WRITTEN INSTRUCTION ▸ Rewrite the whole listing below as a JSON list of strings with one string per line, skipping blank lines and leaving the pictures out.

INPUT RECORDS ▸
------
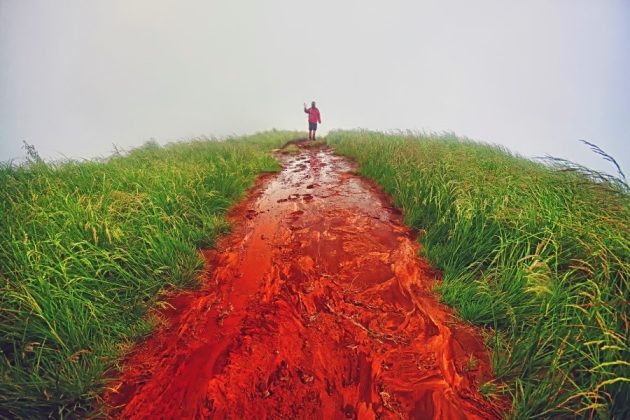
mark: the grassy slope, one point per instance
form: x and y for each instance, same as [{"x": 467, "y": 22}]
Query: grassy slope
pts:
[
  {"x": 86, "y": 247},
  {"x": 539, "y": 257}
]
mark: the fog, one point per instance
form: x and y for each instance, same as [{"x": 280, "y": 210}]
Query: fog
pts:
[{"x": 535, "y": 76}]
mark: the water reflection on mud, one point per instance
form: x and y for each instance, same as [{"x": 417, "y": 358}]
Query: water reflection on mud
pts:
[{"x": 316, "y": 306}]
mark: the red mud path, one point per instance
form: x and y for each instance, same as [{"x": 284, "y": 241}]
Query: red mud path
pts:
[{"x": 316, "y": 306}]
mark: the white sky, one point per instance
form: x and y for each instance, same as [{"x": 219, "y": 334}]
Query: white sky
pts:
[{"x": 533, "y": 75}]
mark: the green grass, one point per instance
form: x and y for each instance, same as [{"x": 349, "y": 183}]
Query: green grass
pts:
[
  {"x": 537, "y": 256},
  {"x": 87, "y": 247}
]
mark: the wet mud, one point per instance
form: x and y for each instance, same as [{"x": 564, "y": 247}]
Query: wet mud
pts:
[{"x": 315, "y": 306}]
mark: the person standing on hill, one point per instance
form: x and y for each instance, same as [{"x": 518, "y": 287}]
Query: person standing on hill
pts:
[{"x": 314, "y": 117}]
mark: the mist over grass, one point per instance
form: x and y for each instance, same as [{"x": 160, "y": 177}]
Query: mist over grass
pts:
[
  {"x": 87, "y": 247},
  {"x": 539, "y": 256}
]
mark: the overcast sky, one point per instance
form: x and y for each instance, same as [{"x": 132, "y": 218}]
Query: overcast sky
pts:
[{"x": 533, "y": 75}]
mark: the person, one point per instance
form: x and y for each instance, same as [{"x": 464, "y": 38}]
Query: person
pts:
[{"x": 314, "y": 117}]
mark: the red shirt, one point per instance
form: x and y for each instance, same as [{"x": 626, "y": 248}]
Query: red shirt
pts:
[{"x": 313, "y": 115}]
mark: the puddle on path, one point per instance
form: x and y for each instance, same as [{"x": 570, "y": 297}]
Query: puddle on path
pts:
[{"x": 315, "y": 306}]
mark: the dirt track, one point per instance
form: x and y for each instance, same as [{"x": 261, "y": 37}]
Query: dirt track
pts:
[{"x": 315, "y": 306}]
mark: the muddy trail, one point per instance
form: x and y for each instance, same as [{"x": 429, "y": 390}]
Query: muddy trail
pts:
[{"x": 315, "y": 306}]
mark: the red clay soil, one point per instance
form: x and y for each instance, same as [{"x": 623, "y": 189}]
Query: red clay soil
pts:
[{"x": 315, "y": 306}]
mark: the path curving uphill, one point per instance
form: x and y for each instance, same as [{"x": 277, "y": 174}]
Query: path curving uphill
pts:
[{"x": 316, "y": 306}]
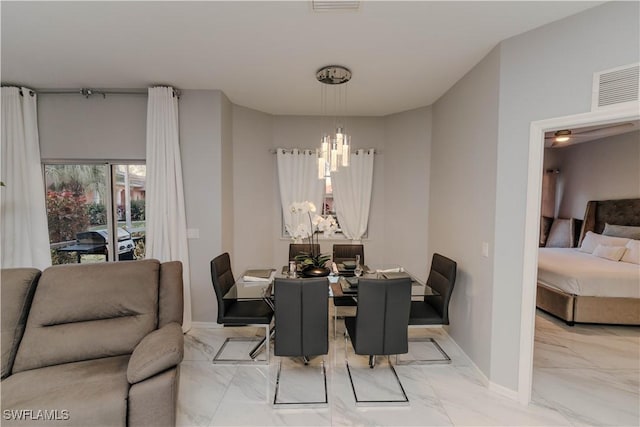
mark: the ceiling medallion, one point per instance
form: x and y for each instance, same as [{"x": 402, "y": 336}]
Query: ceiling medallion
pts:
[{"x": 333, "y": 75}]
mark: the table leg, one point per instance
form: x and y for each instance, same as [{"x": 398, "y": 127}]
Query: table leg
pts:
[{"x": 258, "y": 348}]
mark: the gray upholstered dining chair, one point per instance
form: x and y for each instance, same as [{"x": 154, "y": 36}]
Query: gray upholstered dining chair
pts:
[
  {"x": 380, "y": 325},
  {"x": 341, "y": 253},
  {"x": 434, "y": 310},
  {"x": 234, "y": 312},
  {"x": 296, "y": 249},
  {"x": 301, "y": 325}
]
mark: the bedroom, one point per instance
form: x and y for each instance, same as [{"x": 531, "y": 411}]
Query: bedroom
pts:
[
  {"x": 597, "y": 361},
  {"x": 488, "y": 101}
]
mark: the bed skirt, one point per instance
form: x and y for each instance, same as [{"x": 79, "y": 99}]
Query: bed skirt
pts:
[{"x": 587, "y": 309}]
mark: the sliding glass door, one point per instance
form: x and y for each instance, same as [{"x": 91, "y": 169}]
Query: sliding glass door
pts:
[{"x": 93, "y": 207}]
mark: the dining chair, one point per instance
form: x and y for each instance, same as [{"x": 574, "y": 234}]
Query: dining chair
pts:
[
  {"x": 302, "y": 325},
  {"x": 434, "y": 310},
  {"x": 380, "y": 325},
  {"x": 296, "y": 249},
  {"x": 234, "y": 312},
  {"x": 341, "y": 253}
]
------
FINISHED ANSWER ▸
[
  "mark: the grassy slope, one point per instance",
  "form: x and y for each instance, same as [{\"x\": 467, \"y\": 22}]",
  "Query: grassy slope",
  "pts:",
  "[",
  "  {\"x\": 86, \"y\": 247},",
  "  {\"x\": 539, \"y\": 257}",
  "]",
  "mark: the fog, one point per instance",
  "form: x and y for each instance, same as [{\"x\": 280, \"y\": 210}]",
  "Query: fog",
  "pts:",
  "[{\"x\": 535, \"y\": 76}]",
  "mark: the water reflection on mud, one point per instance",
  "form: x and y for each instance, same as [{\"x\": 417, \"y\": 358}]",
  "Query: water reflection on mud",
  "pts:",
  "[{\"x\": 316, \"y\": 306}]",
  "mark: the red mud path, one point per instance",
  "form: x and y for each instance, same as [{\"x\": 284, \"y\": 241}]",
  "Query: red mud path",
  "pts:",
  "[{\"x\": 316, \"y\": 306}]",
  "mark: the white sky, one point per instance",
  "form: x and y for each instance, same as [{\"x\": 219, \"y\": 334}]",
  "Query: white sky",
  "pts:",
  "[{\"x\": 533, \"y\": 75}]",
  "mark: the green grass, one point per instance",
  "form: x and y for each instance, same as [{\"x\": 349, \"y\": 183}]",
  "Query: green grass",
  "pts:",
  "[",
  "  {\"x\": 537, \"y\": 256},",
  "  {\"x\": 87, \"y\": 247}",
  "]",
  "mark: the wet mud, one point per instance",
  "form: x and y for each instance, same as [{\"x\": 564, \"y\": 247}]",
  "Query: wet mud",
  "pts:",
  "[{\"x\": 315, \"y\": 306}]",
  "mark: the person standing on hill, one point per instance",
  "form: x and y for each instance, same as [{\"x\": 518, \"y\": 287}]",
  "Query: person standing on hill",
  "pts:",
  "[{\"x\": 314, \"y\": 117}]",
  "mark: the mist over grass, one point per instance",
  "form: x and y for each instance, same as [{\"x\": 160, \"y\": 177}]",
  "Query: mist over grass",
  "pts:",
  "[",
  "  {\"x\": 87, \"y\": 247},",
  "  {\"x\": 539, \"y\": 256}",
  "]",
  "mark: the overcast sky, one point per instance",
  "form: x and y for each instance, same as [{\"x\": 132, \"y\": 218}]",
  "Query: overcast sky",
  "pts:",
  "[{\"x\": 533, \"y\": 75}]",
  "mark: the person, one point per instance",
  "form: x and y for each instance, same as [{\"x\": 464, \"y\": 38}]",
  "Query: person",
  "pts:",
  "[{\"x\": 314, \"y\": 117}]",
  "mark: the red shirt, one point per instance",
  "form: x and y for each instance, same as [{\"x\": 626, \"y\": 248}]",
  "Query: red shirt",
  "pts:",
  "[{\"x\": 313, \"y\": 115}]",
  "mark: the puddle on path, one point per instance",
  "form: x and y for each instance, same as [{\"x\": 570, \"y\": 297}]",
  "Query: puddle on path",
  "pts:",
  "[{\"x\": 315, \"y\": 306}]",
  "mark: the dirt track, one point per instance",
  "form: x and y for each instance, same as [{\"x\": 261, \"y\": 37}]",
  "Query: dirt track",
  "pts:",
  "[{\"x\": 315, \"y\": 306}]",
  "mark: the muddy trail, one point per instance",
  "form: x and y for each instance, same as [{\"x\": 429, \"y\": 390}]",
  "Query: muddy trail",
  "pts:",
  "[{\"x\": 315, \"y\": 306}]",
  "mark: the red clay soil, one point per instance",
  "form: x and y for each instance, same as [{\"x\": 623, \"y\": 189}]",
  "Query: red clay soil",
  "pts:",
  "[{\"x\": 315, \"y\": 306}]",
  "mark: the path curving uphill, one point per instance",
  "form: x and y for each instance, same as [{\"x\": 277, \"y\": 174}]",
  "Query: path curving uphill",
  "pts:",
  "[{\"x\": 316, \"y\": 306}]",
  "mark: the ceiling medallion, one point per instance",
  "form: x and y for each instance, same as [{\"x\": 402, \"y\": 336}]",
  "Query: ceiling medallion",
  "pts:",
  "[{\"x\": 333, \"y\": 75}]",
  "mark: the table leg, one point per instance",
  "form: x and y for each instance, same as [{\"x\": 398, \"y\": 127}]",
  "Query: table leg",
  "pts:",
  "[{\"x\": 258, \"y\": 348}]",
  "mark: the gray upholstered dining chair, one point per instance",
  "form: x and y for each instance, same as [{\"x\": 154, \"y\": 36}]",
  "Query: gray upholstered dining chair",
  "pts:",
  "[",
  "  {\"x\": 380, \"y\": 325},",
  "  {\"x\": 341, \"y\": 253},",
  "  {\"x\": 434, \"y\": 310},",
  "  {\"x\": 234, \"y\": 312},",
  "  {\"x\": 296, \"y\": 249},",
  "  {\"x\": 301, \"y\": 325}",
  "]",
  "mark: the bedroom, one point per instance",
  "form: x and y for each instance, same as [{\"x\": 531, \"y\": 411}]",
  "Query: bedroom",
  "pts:",
  "[",
  "  {\"x\": 597, \"y\": 361},",
  "  {\"x\": 488, \"y\": 101}",
  "]",
  "mark: the bed skirt, one point per instance",
  "form: x and y for each instance, same as [{\"x\": 79, \"y\": 99}]",
  "Query: bed skirt",
  "pts:",
  "[{\"x\": 587, \"y\": 309}]",
  "mark: the sliding glass door, one point per instance",
  "form: x and y for each instance, same as [{\"x\": 91, \"y\": 169}]",
  "Query: sliding glass door",
  "pts:",
  "[{\"x\": 93, \"y\": 207}]",
  "mark: the dining chair, one point per instance",
  "form: x and y for each instance, same as [{\"x\": 574, \"y\": 234}]",
  "Query: dining chair",
  "pts:",
  "[",
  "  {\"x\": 302, \"y\": 325},",
  "  {\"x\": 434, \"y\": 310},",
  "  {\"x\": 380, \"y\": 325},",
  "  {\"x\": 296, \"y\": 249},",
  "  {\"x\": 234, \"y\": 312},",
  "  {\"x\": 341, \"y\": 253}",
  "]"
]